STUDY QUESTIONS.
1/ Using the article about UC Davis housing, list the parties named as agreeing to the 2018 memorandum of understanding.
2/ Pick up the article about UC Davis housing after its last sentence and keep writing.

By David M. Greenwald
Executive Editor
Davis, CA – In the run up to the LRDP by UC Davis a few years ago, many in the community complained—rightly—that not only had UC Davis lagged behind other UC campuses in terms of on-campus housing, but it had also failed to live up to numerous agreements.
While UC Davis fell short of the request to put half their undergraduate students in housing on campus, they did go much further than they did previously.
The city hoped that they had solved that in 2018 when it was announced that the city, county and UC Davis “have agreed to a legally binding memorandum of understanding (MOU) on a series of shared goals and commitments to improve collaboration and partnership.”
According to the release, the terms of the MOU “include a commitment to build more housing for students and a guarantee to house 100 percent of any new student enrollment growth on campus, a joint transportation plan and traffic improvement projects, the elimination of master leases in the City of Davis, and forming a stronger town-gown partnership through a variety of collaborative activities.”
Councilmember Dan Carson called the agreement “a breakthrough for our community.

STUDY MATERIAL.

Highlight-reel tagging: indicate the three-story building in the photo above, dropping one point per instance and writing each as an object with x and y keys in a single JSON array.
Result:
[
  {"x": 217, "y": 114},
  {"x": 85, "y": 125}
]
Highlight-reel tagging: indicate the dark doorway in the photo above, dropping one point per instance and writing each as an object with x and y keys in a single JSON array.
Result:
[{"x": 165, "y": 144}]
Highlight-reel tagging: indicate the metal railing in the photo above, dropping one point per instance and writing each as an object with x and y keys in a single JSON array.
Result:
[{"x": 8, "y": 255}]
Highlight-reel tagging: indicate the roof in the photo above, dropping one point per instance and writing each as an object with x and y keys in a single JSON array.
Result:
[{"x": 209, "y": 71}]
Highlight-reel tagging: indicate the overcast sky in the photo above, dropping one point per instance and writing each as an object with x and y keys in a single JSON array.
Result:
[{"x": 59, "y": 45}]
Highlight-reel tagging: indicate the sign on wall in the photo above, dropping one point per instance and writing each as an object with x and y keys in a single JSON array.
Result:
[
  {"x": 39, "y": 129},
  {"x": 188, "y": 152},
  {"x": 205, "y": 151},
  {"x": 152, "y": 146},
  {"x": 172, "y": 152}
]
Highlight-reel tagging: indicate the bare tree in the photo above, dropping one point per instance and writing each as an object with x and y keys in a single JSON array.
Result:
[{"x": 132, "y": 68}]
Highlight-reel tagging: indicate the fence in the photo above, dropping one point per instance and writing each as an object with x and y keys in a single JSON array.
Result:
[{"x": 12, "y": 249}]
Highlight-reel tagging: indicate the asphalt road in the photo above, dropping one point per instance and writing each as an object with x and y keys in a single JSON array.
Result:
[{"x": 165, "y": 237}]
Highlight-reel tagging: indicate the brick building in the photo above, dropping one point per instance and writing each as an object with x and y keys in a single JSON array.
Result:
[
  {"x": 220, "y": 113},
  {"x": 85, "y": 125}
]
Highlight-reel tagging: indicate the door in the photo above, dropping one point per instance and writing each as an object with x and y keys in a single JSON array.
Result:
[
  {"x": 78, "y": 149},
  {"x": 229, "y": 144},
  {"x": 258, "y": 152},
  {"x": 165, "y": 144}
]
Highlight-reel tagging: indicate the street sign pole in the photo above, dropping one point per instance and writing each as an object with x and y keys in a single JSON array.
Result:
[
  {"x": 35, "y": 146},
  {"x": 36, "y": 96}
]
...
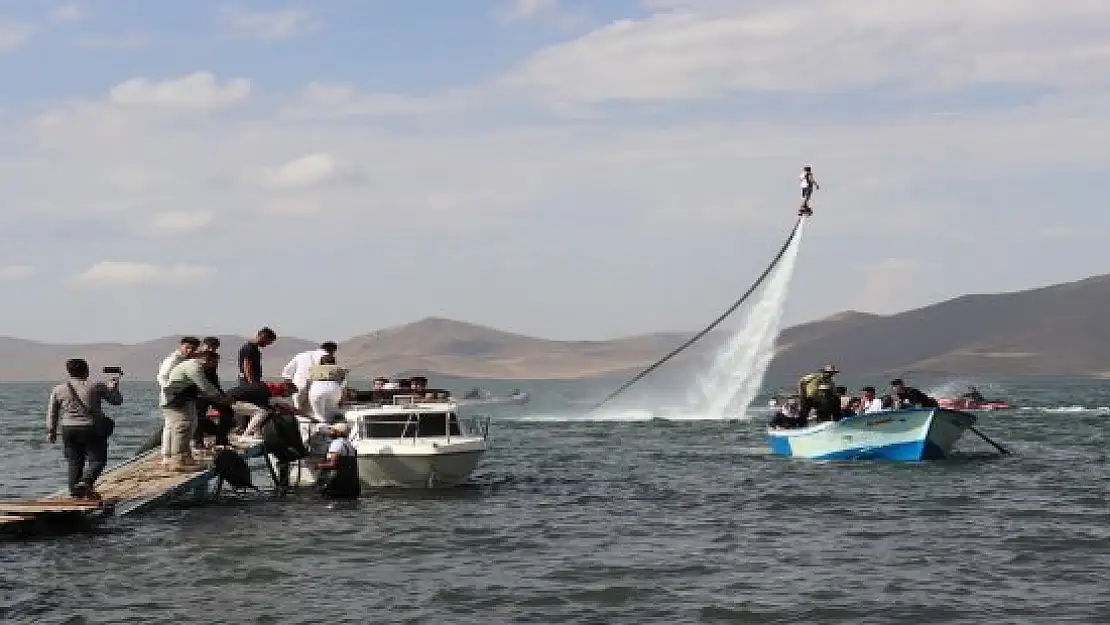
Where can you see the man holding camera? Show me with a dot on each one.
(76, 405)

ANSWERS TO THIS EXERCISE.
1/
- The city
- The county
- UC Davis

2/
“This legally binding and enforceable agreement provides firm commitments for UC Davis to build more on-campus housing in sync with student enrollment increases as well as millions of dollars in funding to help mitigate the impacts of campus growth on our community,” he said.
He added, “As important, the City of Davis and the campus are committing themselves to pursue various joint housing, transportation, and strategic planning initiatives with clear processes for the city to seek additional help in dealing with the impacts of enrollment growth.”
Flash forward to 2022.
This week, UC Davis announced it has “more than fulfilled its student-housing construction commitments so far under a memorandum of understanding with the city of Davis and Yolo County,” and is “on-track to hit its 2023 commitment of 15,000 beds on campus,” said Mike Sheehan, associate vice chancellor of housing, dining and divisional operations for Student Affairs.
“This is a direct result of UC Davis’ dedication to the MOU and the student body,” Sheehan said in a follow-up to a report he gave at a Nov. 30 town-gown meeting of the parties to the MOU, which they signed in 2018.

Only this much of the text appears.